» ENTRIES SHOWN:
* Start *

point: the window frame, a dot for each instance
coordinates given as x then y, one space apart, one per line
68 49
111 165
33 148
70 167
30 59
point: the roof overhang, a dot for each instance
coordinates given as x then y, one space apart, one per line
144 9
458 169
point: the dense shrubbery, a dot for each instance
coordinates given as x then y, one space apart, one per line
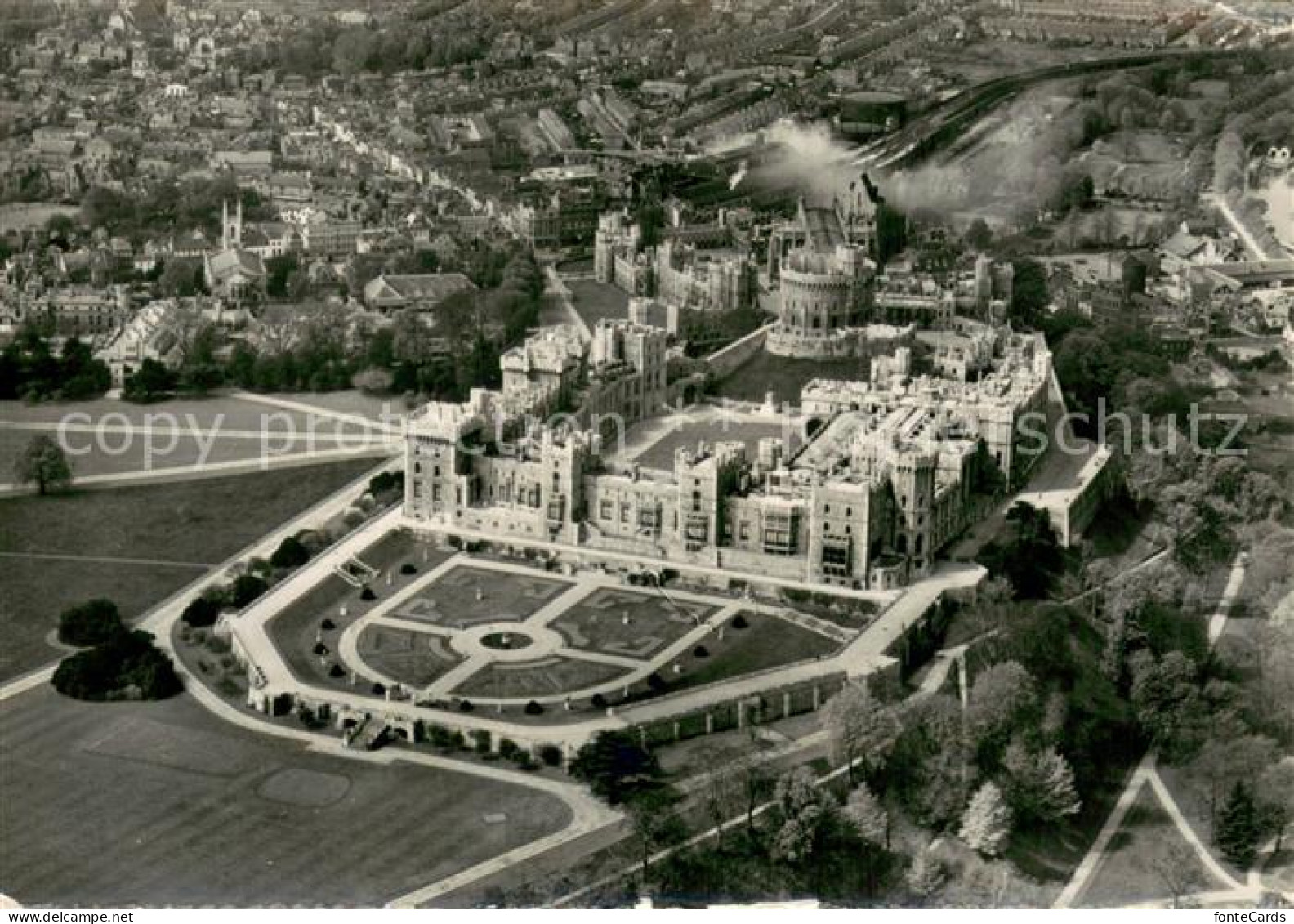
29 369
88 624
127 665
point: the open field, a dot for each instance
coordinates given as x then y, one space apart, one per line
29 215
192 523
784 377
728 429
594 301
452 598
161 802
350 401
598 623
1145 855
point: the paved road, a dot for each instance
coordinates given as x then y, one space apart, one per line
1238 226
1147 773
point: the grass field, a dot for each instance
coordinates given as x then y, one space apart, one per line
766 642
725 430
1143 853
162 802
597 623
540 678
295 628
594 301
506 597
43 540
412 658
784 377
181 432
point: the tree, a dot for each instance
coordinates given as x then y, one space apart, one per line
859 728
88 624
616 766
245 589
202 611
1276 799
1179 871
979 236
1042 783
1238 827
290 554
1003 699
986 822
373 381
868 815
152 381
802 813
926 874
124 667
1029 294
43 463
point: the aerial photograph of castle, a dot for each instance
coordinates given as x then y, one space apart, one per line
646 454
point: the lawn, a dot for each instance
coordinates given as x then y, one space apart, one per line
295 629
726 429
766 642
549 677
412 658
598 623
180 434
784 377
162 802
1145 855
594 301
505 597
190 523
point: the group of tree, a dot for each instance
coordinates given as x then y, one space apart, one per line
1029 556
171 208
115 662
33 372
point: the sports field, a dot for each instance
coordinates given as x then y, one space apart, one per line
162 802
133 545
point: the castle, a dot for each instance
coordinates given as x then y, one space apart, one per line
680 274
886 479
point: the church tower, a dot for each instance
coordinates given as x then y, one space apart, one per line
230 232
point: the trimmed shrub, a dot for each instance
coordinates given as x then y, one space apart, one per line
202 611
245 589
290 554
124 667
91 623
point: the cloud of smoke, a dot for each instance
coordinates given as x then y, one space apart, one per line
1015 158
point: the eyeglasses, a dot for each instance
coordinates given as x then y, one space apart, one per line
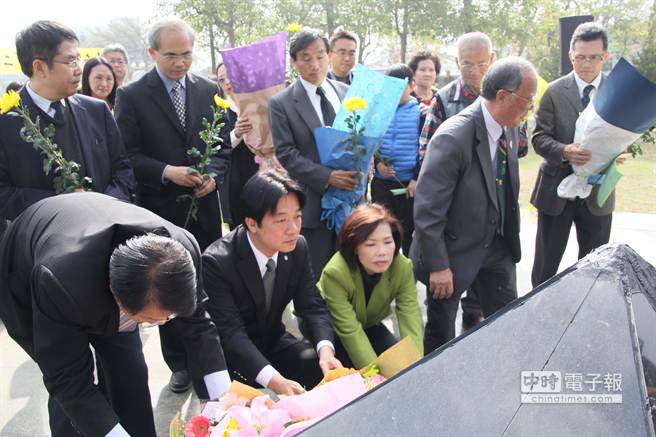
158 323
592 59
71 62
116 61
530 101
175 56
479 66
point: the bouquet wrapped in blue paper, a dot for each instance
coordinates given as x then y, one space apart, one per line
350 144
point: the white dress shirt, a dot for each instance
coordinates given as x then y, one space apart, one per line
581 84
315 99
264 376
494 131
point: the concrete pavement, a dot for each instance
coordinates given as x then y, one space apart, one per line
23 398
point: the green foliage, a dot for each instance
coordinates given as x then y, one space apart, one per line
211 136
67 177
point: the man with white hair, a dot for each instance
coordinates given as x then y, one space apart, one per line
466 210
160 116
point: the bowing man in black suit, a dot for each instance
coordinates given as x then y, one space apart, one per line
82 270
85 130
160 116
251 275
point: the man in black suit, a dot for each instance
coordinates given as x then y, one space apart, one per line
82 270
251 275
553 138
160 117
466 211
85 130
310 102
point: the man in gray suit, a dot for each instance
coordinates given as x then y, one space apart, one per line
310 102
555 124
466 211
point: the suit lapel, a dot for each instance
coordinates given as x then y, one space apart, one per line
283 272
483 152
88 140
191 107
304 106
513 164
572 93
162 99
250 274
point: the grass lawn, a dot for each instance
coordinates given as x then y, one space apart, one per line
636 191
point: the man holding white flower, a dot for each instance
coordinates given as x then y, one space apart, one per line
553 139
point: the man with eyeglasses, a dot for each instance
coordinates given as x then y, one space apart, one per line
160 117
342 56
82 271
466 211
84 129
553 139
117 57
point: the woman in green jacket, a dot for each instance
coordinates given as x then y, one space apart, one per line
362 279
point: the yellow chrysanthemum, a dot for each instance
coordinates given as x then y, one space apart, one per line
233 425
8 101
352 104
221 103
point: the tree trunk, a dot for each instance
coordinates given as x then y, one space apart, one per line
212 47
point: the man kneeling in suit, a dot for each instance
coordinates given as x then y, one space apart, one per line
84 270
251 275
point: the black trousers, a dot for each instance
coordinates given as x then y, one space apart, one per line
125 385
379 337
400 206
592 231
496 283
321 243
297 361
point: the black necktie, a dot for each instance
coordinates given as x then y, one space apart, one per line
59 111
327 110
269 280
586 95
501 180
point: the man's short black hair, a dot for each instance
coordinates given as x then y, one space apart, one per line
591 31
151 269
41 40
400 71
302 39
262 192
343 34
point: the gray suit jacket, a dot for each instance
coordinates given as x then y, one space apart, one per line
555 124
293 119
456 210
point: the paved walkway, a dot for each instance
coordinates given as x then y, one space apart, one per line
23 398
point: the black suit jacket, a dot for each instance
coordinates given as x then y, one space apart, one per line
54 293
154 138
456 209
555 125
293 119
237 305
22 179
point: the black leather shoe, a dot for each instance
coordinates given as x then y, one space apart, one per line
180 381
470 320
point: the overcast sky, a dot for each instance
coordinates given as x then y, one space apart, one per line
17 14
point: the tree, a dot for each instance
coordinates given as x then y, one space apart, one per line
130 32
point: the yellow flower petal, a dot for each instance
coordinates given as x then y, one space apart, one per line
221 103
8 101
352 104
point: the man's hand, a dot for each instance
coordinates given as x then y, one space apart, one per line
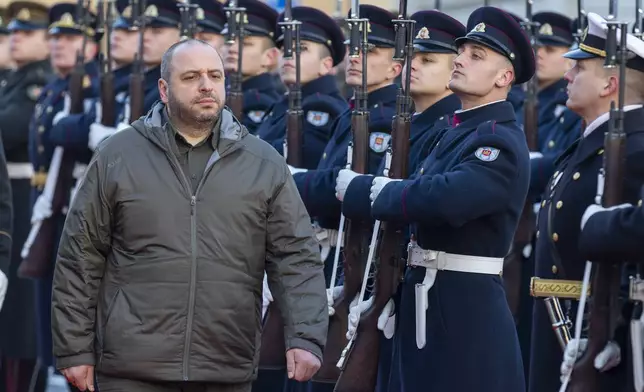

* End *

» WORK TO BE COMPLETED: Find the line containing "point: the man's short" in the listing above. Restate it and every line after it, word for word, through the final line, leaving out the pictures.

» TASK ANSWER:
point: the man's short black hair, a dot for each instance
coordinates given as x then y, one space apart, one per line
591 31
151 269
41 40
400 71
302 39
262 192
343 34
point: the gray suit jacket, a dot for each instance
coordinates given as x then y, one space apart, one per line
555 124
293 119
456 210
point: the paved walkway, a dot for each instance
coordinates given as x then y, one space apart, one per line
23 398
point: the black suit jacket, a dot for each instance
coordinates given as x then y, one space apart, one per line
54 293
154 138
456 209
555 125
293 119
237 305
22 179
point: the black leather shoe, a dot for each instance
coordinates given as x then y, one space apart, one per line
180 381
470 320
point: the overcast sky, a dot for each instance
coordinates given as x then y, one space apart, one per line
17 14
point: the tree, a dot for each instance
coordinates given as x then y, one space apart, one per line
130 32
point: the yellow flower petal, a dot for each instance
coordinates given as x then y, one space apart, one per line
221 103
8 101
352 104
point: the man's hand, a dot for each instance
coordinates given as x then y, one space apart, one per line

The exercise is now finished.